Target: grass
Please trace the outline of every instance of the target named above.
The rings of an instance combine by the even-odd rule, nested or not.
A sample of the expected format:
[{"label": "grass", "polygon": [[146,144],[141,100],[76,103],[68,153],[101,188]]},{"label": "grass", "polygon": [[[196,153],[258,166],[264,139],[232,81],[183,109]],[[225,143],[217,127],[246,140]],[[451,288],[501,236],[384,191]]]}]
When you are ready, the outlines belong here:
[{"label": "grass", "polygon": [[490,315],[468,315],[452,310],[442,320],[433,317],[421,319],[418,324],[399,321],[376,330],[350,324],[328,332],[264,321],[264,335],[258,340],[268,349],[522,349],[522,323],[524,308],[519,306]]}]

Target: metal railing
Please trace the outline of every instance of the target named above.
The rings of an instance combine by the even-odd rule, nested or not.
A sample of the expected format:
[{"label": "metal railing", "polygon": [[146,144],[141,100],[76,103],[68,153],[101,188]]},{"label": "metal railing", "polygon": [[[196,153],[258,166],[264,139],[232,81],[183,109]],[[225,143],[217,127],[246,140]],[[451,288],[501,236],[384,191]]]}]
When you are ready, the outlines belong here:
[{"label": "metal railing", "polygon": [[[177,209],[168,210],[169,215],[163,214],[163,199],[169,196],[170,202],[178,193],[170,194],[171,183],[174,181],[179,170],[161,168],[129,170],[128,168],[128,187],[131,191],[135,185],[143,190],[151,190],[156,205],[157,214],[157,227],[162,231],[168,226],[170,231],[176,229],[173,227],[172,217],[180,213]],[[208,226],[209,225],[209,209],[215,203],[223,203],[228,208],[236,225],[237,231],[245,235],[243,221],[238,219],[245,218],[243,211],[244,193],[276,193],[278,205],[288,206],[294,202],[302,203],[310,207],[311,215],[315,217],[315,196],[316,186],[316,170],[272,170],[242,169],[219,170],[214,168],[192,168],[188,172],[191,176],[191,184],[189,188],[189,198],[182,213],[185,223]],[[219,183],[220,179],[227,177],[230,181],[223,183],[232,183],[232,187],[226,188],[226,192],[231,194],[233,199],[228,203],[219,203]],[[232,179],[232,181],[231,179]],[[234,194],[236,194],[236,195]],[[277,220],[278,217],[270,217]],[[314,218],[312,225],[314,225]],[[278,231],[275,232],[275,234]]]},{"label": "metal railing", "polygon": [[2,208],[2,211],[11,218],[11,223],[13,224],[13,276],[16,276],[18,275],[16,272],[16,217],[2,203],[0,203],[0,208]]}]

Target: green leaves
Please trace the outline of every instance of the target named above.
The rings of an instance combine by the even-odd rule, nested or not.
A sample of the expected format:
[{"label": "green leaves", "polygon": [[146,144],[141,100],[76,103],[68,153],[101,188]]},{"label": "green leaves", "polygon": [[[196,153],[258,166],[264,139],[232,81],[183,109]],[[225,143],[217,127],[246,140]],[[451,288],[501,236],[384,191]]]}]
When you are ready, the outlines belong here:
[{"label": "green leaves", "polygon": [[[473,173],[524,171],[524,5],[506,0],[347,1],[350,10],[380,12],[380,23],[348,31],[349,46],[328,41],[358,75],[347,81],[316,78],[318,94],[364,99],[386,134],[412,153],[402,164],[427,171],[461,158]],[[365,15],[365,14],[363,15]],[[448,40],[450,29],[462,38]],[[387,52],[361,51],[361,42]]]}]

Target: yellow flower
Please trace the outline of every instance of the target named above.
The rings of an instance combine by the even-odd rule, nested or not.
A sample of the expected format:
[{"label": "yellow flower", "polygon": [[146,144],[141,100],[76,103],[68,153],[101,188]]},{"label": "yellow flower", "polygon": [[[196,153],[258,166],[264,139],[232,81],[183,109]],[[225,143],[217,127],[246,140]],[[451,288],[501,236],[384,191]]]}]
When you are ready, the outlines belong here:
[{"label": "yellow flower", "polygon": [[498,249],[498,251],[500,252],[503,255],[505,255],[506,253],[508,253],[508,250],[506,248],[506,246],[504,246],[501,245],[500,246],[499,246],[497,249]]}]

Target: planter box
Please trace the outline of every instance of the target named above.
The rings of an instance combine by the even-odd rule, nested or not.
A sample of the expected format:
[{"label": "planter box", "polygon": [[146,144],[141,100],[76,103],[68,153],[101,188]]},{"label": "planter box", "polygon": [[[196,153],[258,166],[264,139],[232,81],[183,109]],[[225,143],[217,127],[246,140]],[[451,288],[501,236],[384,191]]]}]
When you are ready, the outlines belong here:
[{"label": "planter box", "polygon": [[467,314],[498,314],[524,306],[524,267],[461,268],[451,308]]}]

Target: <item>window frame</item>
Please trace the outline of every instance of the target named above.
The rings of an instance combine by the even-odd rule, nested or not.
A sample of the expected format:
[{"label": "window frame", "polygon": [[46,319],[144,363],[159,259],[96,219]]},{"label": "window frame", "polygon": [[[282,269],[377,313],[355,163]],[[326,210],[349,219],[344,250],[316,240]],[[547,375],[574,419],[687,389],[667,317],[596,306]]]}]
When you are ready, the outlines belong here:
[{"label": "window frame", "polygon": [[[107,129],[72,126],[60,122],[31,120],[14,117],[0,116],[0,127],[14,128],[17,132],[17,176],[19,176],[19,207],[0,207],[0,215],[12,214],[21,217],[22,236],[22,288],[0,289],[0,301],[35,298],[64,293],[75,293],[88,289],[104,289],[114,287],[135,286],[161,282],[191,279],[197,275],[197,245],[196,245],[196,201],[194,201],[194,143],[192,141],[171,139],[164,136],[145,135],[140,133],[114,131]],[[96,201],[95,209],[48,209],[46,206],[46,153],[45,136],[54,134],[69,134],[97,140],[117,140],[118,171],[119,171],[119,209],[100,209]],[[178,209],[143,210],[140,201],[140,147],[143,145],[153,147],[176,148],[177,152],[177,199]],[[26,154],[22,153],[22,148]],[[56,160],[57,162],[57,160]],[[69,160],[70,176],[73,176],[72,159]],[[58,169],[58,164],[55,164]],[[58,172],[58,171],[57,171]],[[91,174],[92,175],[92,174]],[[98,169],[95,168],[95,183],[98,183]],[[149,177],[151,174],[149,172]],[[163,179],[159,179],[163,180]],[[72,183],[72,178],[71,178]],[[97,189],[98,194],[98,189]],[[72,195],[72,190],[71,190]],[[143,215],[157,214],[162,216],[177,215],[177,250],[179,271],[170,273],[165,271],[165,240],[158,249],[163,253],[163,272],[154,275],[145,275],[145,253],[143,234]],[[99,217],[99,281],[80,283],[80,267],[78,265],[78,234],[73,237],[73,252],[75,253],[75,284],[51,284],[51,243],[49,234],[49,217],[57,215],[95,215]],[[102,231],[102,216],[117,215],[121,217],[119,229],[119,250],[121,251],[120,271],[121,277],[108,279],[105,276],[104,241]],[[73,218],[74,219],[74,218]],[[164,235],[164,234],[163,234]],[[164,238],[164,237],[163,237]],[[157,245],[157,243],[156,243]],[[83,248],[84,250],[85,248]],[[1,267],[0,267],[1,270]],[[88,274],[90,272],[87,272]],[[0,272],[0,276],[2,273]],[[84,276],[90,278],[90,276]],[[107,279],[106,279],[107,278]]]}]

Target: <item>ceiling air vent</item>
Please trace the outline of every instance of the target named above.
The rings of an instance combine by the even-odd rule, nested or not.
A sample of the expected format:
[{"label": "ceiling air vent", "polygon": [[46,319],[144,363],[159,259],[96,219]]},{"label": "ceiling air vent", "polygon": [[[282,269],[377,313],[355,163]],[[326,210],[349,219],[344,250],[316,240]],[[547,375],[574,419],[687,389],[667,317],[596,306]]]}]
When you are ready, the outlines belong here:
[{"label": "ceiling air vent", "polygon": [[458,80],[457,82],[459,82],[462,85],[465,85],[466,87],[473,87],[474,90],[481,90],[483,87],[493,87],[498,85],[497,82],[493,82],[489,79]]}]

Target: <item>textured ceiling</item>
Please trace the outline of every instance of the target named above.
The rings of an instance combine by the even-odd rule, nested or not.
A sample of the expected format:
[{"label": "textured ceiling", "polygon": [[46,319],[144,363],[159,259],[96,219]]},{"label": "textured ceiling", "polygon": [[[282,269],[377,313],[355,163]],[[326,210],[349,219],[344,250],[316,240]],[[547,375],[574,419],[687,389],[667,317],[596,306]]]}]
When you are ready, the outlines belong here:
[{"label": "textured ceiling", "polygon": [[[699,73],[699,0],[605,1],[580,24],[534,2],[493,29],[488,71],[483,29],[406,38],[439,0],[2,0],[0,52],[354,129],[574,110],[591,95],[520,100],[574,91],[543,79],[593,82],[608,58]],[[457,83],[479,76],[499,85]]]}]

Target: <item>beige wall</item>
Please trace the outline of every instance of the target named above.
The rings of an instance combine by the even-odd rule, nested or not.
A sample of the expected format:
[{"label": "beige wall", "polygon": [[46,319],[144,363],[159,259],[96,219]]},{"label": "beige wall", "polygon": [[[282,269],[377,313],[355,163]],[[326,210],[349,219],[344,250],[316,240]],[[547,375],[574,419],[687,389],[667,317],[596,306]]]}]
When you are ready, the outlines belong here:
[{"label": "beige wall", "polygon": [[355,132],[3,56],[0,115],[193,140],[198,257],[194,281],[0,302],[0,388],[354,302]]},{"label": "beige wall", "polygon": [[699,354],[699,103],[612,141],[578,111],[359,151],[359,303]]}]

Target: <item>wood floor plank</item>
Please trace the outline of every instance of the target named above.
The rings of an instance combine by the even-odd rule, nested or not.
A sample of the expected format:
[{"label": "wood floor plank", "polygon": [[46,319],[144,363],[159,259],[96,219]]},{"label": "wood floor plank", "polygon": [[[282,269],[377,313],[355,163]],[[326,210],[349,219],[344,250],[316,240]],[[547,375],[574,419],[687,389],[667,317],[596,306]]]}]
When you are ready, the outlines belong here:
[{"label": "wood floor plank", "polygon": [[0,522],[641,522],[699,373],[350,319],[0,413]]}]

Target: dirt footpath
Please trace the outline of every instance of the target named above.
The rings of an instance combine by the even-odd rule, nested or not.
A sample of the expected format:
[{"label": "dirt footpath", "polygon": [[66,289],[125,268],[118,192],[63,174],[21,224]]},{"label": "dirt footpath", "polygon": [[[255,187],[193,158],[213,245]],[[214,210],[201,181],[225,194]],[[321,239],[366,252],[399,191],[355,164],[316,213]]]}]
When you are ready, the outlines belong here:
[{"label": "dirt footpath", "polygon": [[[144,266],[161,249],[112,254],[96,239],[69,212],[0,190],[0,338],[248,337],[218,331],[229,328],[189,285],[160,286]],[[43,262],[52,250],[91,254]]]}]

##########

• SHORT EXERCISE: Repeat only what runs from the line holding "Target: dirt footpath" to the end of the data, keeping every line exactly as written, first and last included.

• EXPECTED ANSWER:
Target: dirt footpath
Please trace the outline of every instance of the target named above.
The rings of an instance combine by the even-odd rule, nested or not.
A sample of the expected format:
[{"label": "dirt footpath", "polygon": [[66,289],[125,268],[118,192],[63,174],[21,224]]},{"label": "dirt footpath", "polygon": [[[255,187],[193,158],[213,245]],[[214,210],[201,181],[225,194]],[[321,239],[366,252],[399,191],[355,164],[316,213]]]}]
When you are ready, the outlines belong here:
[{"label": "dirt footpath", "polygon": [[[144,266],[161,249],[112,254],[96,239],[69,212],[0,190],[0,338],[248,337],[218,331],[229,328],[189,285],[160,286]],[[43,262],[52,250],[91,254]]]}]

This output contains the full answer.